## 指示
「Trace the outline of every instance of the meadow.」を含む行から「[[[0,399],[600,399],[596,2],[0,12]]]」を含む行までを、「meadow」を「pasture」に差し替え、ほかは変えずにもう一度書き出すこと。画像は答えに含めない。

## 処理対象データ
____________

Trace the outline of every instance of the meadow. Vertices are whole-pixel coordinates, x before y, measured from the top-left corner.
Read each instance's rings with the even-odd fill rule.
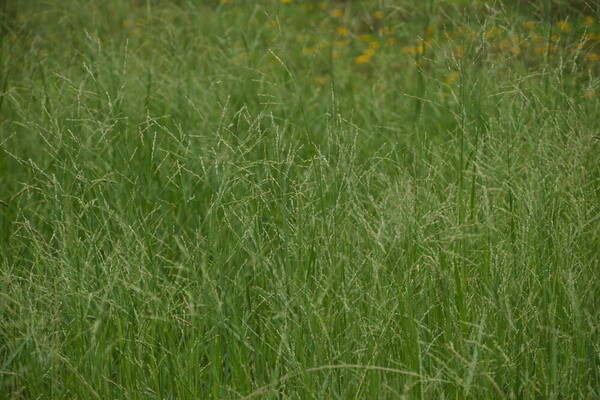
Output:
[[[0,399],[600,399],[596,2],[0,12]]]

____________

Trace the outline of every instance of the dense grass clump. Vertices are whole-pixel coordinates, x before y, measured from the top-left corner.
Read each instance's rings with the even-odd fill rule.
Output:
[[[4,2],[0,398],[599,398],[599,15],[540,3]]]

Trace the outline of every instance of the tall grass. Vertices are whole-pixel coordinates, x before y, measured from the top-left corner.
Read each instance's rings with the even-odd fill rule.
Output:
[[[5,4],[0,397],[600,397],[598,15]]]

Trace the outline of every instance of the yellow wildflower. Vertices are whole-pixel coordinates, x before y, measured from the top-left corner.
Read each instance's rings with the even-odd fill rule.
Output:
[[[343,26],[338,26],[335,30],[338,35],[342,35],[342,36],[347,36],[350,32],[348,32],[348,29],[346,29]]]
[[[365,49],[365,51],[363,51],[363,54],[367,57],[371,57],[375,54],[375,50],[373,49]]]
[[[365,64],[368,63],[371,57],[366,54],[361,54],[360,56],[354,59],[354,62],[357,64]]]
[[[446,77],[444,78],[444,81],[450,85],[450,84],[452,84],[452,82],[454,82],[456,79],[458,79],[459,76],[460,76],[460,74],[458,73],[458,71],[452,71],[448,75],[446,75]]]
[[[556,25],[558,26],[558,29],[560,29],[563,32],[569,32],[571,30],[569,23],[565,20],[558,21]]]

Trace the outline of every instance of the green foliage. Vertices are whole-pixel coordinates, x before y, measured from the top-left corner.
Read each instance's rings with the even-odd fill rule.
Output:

____________

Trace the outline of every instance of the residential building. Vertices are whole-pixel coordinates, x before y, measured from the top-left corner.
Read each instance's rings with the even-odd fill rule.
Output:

____________

## 出力結果
Trace the outline of every instance of the pasture. Vertices are whole-pixel coordinates, x before y, measured from the top-left corner.
Read each instance's rings with the even-odd fill rule.
Output:
[[[0,399],[600,399],[596,2],[0,12]]]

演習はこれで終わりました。